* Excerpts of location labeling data
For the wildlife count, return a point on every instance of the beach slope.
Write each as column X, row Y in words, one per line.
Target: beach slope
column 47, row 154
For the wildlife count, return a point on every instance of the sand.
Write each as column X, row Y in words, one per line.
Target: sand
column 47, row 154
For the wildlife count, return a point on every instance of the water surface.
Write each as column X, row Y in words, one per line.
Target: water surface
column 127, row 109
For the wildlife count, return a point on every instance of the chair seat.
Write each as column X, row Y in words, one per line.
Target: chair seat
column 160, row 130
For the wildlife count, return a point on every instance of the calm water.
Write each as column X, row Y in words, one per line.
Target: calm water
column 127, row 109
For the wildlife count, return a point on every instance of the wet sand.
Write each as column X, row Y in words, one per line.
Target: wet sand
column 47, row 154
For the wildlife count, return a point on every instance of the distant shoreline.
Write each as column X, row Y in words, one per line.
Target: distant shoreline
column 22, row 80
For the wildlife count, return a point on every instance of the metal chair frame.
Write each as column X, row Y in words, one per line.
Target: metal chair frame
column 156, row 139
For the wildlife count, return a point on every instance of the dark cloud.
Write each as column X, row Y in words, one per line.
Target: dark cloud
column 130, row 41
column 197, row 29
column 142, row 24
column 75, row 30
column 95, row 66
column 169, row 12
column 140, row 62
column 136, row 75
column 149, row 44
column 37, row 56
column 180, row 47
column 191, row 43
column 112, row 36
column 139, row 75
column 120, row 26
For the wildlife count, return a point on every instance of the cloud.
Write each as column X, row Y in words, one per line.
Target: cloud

* BRIEF
Output every line in the rows above as a numbered list, leaving out blank lines.

* SOLUTION BELOW
1. For the wildlife count, return a point on every instance of the beach slope.
2. Write each as column X, row Y in words, one per line.
3. Target: beach slope
4. column 47, row 154
5. For the wildlife count, return a point on every instance of the sand.
6. Write each as column X, row Y in words, one per line.
7. Target: sand
8. column 47, row 154
9. For the wildlife count, return a point on every instance of the water surface.
10. Write each as column X, row Y in words, one per line.
11. Target: water surface
12. column 127, row 109
13. For the wildlife count, return a point on every instance of the chair seat.
14. Write each as column X, row Y in words, one per line.
15. Target: chair seat
16. column 160, row 130
17. For the wildlife count, return a point on every instance of the calm water.
18. Write each as column X, row Y in words, one per line.
19. Target: calm water
20. column 127, row 109
21. For the wildlife count, return a point on every instance of the wet sand.
22. Write each as column X, row Y in words, one per line.
23. Target: wet sand
24. column 47, row 154
25. For the wildlife count, return a point on every instance of the distant shoreline.
26. Write each as column X, row Y in words, one per line.
27. Target: distant shoreline
28. column 22, row 80
29. For the wildlife count, return a point on every instance of the metal chair frame.
30. Write each as column X, row Y in words, one per line.
31. Target: metal chair frame
32. column 156, row 139
33. For the wildlife count, return a point on every instance of the dark cloud.
34. Write each as column X, row Y in words, one per line.
35. Target: dark cloud
36. column 130, row 41
37. column 197, row 29
38. column 142, row 24
39. column 75, row 30
40. column 95, row 66
41. column 169, row 12
42. column 140, row 62
43. column 136, row 75
44. column 149, row 44
45. column 37, row 56
46. column 180, row 47
47. column 191, row 43
48. column 112, row 36
49. column 139, row 75
50. column 120, row 26
51. For the wildlife count, return a point on every instance of the cloud.
52. Write each as column X, row Y in words, one per line.
53. Target: cloud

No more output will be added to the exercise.